Provided text:
## Start
If we examine the acts of Great Britain which brought on the Revolution we find that they were all legal. They were all in harmony with the spirit of the age. There was simply a general breakdown of mercantilism. Patrick Henry especially talked about "rights as British subjects," but there were no such rights of which the colonies were being deprived. Had they remained in England they would have enjoyed no privileges of which they were deprived by coming to America. Talk of this sort made effective oratory, but was false when examined. "No Taxation without Representation" is not a legal matter but commonplace political philosophy. We have many other examples of taxation without representation. The great majority of people in England were then disfranchised yet taxed. Women were taxed before they were given the ballot. Many people are now taxed even in those states where they are deprived of the ballot. Phrases, as this regarding taxation, were merely effective generalities without real meaning. The mistake of Great Britain was not in the passage of any illegal or unusual laws for governing the colonies, but it was in trying to rule a group of people against their will. Such a policy invariably invites trouble.
## End
Given data:
## Start
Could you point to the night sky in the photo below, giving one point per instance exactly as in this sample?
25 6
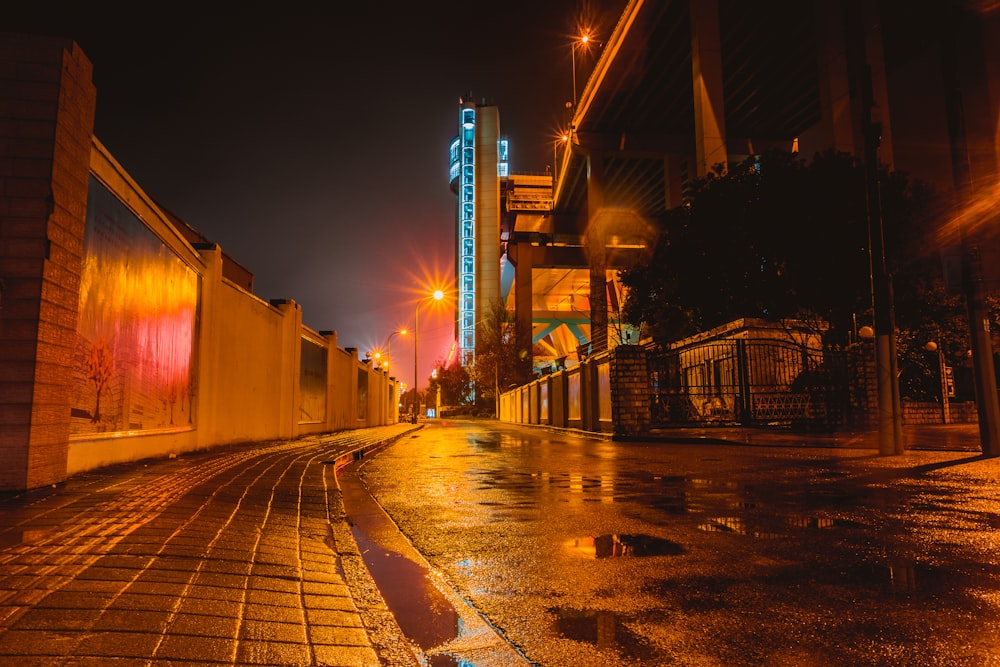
## End
Task requirements:
**a)** Answer each question from the passage on the causes of the Revolution, one line each:
(i) Who especially talked about "rights as British subjects"?
(ii) If "No Taxation without Representation" is not a legal matter, what does the passage call it?
(iii) What was the mistake of Great Britain?
**b)** List every group that the passage on the causes of the Revolution gives as an example of taxation without representation.

Per-task outputs:
**a)**
(i) Patrick Henry
(ii) Commonplace political philosophy
(iii) Trying to rule a group of people against their will

**b)**
- The great majority of people in England, who were then disfranchised yet taxed
- Women, who were taxed before they were given the ballot
- Many people now taxed in states where they are deprived of the ballot